TASK PROMPT → Can you gather every line of the items below that includes the word "porch" and copy each of those lines in full?

Point labeling data based on photos

— BEGIN —

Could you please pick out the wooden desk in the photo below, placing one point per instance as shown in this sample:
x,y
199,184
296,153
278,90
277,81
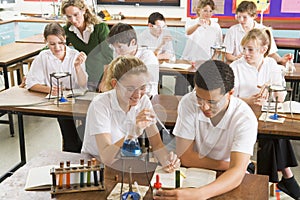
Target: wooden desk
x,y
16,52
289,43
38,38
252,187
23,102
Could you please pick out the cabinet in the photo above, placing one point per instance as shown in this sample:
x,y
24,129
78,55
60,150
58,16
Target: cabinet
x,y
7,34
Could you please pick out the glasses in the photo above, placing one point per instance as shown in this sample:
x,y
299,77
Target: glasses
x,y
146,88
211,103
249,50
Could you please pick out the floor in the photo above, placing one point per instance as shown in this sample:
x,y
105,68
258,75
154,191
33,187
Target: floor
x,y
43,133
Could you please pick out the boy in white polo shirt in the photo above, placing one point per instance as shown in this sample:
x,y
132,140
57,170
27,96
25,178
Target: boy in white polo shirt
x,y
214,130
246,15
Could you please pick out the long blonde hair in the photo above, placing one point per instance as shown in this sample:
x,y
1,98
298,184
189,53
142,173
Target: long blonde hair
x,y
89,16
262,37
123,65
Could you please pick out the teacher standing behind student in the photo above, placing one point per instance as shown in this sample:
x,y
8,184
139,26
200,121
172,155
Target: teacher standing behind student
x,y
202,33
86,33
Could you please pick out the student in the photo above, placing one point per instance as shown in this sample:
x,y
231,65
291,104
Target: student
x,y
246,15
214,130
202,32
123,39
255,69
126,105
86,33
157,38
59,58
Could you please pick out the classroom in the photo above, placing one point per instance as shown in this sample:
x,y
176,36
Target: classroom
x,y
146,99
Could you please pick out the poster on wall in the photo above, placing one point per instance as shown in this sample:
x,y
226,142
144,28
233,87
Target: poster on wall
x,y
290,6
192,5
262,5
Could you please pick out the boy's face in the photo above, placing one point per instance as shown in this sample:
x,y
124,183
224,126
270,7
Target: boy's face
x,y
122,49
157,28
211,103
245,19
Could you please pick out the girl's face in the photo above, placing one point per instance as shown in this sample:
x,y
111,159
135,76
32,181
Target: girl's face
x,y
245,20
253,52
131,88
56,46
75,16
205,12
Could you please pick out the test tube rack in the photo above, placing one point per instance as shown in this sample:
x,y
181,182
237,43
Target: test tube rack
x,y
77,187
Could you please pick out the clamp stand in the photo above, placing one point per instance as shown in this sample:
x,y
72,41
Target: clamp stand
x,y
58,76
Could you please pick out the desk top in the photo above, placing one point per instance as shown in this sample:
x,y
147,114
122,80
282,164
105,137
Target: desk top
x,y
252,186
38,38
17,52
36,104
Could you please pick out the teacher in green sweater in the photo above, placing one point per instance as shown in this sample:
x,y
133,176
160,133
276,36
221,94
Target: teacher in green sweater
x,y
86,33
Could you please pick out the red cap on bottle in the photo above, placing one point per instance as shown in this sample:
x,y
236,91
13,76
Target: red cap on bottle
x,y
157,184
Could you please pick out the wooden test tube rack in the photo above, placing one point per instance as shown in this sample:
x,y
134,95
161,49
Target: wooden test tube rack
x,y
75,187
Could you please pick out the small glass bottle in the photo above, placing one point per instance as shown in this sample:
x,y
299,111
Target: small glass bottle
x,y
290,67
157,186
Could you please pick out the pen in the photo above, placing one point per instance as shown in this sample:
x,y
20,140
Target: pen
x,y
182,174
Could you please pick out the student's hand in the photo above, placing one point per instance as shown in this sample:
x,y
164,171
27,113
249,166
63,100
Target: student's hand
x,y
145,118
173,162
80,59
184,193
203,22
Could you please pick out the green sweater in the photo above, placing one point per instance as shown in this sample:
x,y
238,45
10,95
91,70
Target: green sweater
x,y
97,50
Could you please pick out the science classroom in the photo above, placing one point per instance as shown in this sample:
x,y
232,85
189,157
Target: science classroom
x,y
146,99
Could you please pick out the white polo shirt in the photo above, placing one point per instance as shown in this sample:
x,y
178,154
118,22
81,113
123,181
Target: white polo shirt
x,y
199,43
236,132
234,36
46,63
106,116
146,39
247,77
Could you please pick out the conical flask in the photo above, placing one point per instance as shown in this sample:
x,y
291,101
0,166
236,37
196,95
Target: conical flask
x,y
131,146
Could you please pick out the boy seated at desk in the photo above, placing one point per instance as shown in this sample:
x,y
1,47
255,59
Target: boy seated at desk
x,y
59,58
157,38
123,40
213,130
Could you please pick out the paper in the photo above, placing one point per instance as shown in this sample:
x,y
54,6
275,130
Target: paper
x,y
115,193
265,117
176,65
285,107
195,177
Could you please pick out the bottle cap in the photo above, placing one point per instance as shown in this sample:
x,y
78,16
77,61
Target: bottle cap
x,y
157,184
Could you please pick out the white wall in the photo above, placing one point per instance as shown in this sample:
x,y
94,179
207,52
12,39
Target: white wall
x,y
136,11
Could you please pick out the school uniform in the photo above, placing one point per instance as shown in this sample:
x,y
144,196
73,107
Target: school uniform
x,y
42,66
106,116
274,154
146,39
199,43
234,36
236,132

— END —
— BEGIN —

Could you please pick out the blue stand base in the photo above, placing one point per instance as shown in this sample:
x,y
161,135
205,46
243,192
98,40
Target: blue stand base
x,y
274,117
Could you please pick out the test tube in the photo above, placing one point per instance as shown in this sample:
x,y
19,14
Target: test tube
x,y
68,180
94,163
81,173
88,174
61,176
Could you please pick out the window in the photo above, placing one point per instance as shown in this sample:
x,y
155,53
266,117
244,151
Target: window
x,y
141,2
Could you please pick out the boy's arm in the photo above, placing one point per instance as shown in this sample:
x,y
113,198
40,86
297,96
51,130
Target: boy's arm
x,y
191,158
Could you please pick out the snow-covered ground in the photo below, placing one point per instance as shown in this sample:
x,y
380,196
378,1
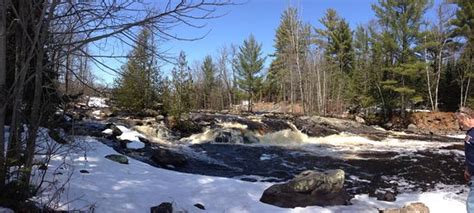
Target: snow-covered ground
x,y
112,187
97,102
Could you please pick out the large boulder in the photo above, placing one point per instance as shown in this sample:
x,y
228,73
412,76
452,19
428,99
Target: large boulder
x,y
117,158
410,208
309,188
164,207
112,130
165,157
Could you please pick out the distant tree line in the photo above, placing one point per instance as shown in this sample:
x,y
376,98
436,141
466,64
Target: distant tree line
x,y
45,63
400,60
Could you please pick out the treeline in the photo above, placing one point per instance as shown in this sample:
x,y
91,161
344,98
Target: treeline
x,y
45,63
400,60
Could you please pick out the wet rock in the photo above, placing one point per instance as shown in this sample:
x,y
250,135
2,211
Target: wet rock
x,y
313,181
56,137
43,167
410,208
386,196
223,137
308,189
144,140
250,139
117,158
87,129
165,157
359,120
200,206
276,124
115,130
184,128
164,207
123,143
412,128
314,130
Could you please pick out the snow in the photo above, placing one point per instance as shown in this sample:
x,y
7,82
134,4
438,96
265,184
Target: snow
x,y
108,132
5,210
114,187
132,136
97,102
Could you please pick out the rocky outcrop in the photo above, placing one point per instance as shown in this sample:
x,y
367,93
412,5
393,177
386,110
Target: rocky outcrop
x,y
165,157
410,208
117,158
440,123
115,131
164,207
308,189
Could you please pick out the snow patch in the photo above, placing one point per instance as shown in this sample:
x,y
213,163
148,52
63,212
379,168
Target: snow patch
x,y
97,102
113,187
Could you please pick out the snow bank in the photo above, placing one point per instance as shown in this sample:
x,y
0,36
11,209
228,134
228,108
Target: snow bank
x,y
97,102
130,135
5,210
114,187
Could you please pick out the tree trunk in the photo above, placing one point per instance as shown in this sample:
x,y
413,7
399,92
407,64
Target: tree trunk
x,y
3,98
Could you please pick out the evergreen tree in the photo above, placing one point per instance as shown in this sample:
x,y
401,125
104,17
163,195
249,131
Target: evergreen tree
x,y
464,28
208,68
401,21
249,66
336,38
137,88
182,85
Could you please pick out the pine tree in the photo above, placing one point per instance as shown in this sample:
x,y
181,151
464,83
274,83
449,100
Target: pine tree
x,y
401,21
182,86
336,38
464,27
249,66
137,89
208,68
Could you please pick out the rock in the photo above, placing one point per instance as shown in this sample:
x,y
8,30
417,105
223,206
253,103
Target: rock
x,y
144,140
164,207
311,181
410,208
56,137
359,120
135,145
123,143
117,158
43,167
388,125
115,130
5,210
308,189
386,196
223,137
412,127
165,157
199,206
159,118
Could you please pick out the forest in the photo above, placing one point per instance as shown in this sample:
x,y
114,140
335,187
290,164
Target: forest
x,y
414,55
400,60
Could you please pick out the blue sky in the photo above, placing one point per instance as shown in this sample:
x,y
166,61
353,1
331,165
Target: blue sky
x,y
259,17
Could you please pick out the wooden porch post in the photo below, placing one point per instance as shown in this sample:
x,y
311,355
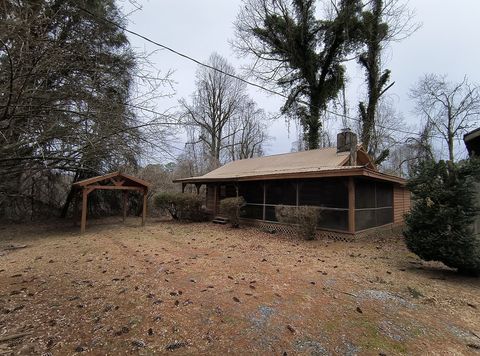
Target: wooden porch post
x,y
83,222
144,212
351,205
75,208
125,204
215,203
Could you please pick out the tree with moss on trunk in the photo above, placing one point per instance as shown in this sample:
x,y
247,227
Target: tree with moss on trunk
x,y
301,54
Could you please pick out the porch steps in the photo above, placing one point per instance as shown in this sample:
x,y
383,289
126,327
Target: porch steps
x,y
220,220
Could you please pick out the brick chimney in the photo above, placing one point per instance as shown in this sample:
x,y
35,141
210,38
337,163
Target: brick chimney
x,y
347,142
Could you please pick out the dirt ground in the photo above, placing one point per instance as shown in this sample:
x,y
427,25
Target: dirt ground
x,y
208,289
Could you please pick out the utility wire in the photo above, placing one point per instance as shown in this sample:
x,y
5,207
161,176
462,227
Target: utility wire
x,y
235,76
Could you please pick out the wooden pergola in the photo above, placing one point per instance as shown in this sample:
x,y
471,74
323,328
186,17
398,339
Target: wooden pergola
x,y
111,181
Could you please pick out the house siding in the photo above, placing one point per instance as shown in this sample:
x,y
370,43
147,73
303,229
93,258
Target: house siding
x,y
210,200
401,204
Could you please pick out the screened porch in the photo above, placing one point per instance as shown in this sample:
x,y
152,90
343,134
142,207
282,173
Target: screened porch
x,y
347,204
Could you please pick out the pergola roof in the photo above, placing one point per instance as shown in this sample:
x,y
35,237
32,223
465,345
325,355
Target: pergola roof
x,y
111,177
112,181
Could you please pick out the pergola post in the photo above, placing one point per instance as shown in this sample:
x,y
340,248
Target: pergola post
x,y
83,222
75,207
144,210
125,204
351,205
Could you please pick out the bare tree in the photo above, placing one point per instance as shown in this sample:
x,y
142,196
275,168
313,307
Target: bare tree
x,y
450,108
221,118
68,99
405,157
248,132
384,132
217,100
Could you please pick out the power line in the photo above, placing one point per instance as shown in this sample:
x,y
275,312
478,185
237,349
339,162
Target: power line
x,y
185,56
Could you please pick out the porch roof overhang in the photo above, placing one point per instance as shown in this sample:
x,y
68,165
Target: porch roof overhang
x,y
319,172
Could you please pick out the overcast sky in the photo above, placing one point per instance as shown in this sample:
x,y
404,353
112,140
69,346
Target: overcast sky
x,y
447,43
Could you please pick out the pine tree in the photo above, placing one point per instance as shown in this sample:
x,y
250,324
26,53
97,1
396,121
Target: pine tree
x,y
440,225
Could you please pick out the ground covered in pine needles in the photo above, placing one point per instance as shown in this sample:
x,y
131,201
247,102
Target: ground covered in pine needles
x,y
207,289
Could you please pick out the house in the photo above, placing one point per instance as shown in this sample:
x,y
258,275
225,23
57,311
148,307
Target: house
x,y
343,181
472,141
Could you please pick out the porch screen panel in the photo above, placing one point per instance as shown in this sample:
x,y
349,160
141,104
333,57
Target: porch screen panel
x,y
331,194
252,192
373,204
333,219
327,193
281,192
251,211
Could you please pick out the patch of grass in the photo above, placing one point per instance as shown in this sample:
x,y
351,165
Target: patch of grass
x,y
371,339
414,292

— END —

COMPLETE OUTPUT →
Could you please pick out the wooden porch post in the photo below, placing one point per instance as shown in this sample:
Target: wooden porch post
Could you please pick out the porch steps in the photo above, placing one point per instance as shown in this sample:
Target: porch steps
Could you please pick out the screened porch in the photo above, placing one point per instance as shown in this sample:
Target: screened porch
Could you please pick out the porch roof overhang in the photo above, placing one point per instance as shown in this sample:
Target: porch roof overhang
Could you please pick out the porch screen panel in the photo above, placing one point per instance as shown in this sample:
Target: porch screen panel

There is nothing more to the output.